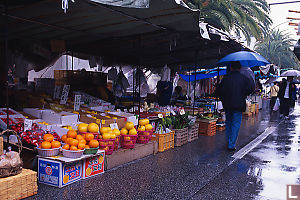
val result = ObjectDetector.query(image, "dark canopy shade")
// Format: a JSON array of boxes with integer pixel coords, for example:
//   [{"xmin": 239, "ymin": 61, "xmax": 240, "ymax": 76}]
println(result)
[{"xmin": 0, "ymin": 0, "xmax": 247, "ymax": 69}]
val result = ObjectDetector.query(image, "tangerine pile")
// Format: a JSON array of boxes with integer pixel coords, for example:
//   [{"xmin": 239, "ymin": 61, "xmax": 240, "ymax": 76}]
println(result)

⁂

Problem:
Rewrite the items above, replacing every occurrence of "coords" with "coordinates" and leaving all other text unchanged. Omit the pictures from your answer.

Output for this exercise:
val result = ObjectDetector.query(image, "dark canopy shade")
// Format: a JSON array of boxes with integer pixel coordinates, for example:
//   [{"xmin": 239, "ymin": 61, "xmax": 240, "ymax": 76}]
println(result)
[{"xmin": 0, "ymin": 0, "xmax": 247, "ymax": 69}]
val result = ObjectDetector.query(image, "tangerine pile")
// Format: a JSON array of boxes with integer pixel coordinates, for example:
//   [{"xmin": 239, "ymin": 61, "xmax": 240, "ymax": 76}]
println(result)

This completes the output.